* [WHAT THE EXERCISE ASKS]
Take the records underneath and set them down exactly.

* [THE DATA]

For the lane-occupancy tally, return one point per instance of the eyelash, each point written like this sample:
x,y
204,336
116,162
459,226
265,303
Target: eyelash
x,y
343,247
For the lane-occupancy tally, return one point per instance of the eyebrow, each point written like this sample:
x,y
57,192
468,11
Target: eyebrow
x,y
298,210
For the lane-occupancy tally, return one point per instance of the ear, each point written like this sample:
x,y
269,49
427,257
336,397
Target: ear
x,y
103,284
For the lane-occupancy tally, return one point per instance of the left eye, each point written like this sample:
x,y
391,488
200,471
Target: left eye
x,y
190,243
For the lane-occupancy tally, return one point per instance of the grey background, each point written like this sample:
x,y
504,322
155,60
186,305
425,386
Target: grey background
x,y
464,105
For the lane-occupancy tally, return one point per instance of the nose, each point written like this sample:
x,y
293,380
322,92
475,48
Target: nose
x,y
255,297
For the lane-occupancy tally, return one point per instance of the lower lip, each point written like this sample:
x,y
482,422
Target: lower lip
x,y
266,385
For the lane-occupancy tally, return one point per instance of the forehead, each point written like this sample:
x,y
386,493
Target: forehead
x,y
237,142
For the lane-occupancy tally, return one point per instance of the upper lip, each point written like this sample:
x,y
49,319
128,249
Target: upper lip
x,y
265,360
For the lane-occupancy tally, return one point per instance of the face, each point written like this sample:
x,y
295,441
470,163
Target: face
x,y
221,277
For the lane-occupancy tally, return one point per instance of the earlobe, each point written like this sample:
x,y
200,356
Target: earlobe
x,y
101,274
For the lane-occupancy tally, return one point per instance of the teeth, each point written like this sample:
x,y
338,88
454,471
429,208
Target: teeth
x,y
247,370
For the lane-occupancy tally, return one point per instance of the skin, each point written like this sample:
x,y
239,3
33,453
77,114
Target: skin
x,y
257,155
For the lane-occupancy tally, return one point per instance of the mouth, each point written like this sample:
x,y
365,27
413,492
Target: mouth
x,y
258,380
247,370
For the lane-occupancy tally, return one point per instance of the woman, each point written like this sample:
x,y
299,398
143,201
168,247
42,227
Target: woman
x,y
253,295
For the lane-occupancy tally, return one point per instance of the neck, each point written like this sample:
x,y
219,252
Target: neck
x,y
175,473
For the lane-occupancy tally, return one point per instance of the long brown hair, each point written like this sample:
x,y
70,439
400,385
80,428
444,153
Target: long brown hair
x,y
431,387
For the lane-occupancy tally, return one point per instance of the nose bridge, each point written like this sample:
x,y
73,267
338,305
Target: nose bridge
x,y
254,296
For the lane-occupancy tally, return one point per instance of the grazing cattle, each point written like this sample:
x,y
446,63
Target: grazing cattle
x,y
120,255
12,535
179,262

* [ANSWER TO THE PROBLEM]
For the lane-occupancy tally, return one point per instance of the eyelash, each point written like this sample:
x,y
204,336
116,162
459,226
265,303
Target: eyelash
x,y
343,247
For the lane-occupancy tally, return one point per instance of the eyebrow, each point written like this sample:
x,y
57,192
468,11
Target: eyebrow
x,y
298,210
For the lane-occupancy tally, return one point per instance of the ear, each point written like this sample:
x,y
269,49
427,257
336,397
Target: ear
x,y
103,284
For the lane-occupancy tally, return one point per instance of the left eye, each point written like this sample:
x,y
391,488
200,471
Target: left eye
x,y
190,243
For the lane-occupancy tally, return one point per instance of the grey background, each point written like this sample:
x,y
504,322
155,60
186,305
425,386
Target: grey background
x,y
464,105
For the lane-occupancy tally, return one point per instance of the nose, each point written like this sample:
x,y
293,380
322,92
475,48
Target: nose
x,y
255,297
For the lane-occupancy tally, return one point per instance of the lower lip, each point written like this sample:
x,y
482,422
Target: lower lip
x,y
266,385
For the lane-occupancy tally, return one point per instance of the forehead, each point written like this sample:
x,y
386,493
Target: forehead
x,y
237,142
For the lane-occupancy tally, return one point per instance of the upper lip, each point written like this sample:
x,y
49,319
128,249
Target: upper lip
x,y
265,360
For the lane-occupancy tally, return one point per instance of the face, each point written like this sample:
x,y
295,441
470,163
Target: face
x,y
221,277
For the lane-occupancy tally, return one point per instance of the earlobe, each point written like this sample:
x,y
200,356
Target: earlobe
x,y
101,274
For the lane-occupancy tally, return one point per instance of the teeth, each point written like this sample:
x,y
338,88
454,471
429,208
Target: teeth
x,y
247,370
For the lane-occupancy tally, return one point per instance of the skin, each point written like this sample:
x,y
239,3
33,453
77,114
Target: skin
x,y
257,155
For the lane-occupancy tally, return one point per instance of the mouth, each point written like this sample:
x,y
365,27
413,492
Target: mouth
x,y
258,380
247,370
For the lane-occupancy tally, return one point per instance of the woman, each point written like this sample:
x,y
299,398
143,201
168,247
42,227
Target: woman
x,y
253,295
For the lane-occupancy tally, return one point per instance of the neck, each point written like this sample:
x,y
219,252
Target: neck
x,y
175,473
For the lane-occupancy tally, return one point per instance of the long brown hair, each point written like this sample:
x,y
70,439
400,385
80,428
444,153
Target: long brown hair
x,y
431,387
For the lane-occupancy tally, return one point per instance of the nose bridge, each point written like this sample:
x,y
73,267
338,305
Target: nose bridge
x,y
254,296
For the lane-occupancy tally, return one point per instance of the grazing cattle, each point written like this sample:
x,y
446,63
Target: grazing cattle
x,y
120,255
12,535
179,262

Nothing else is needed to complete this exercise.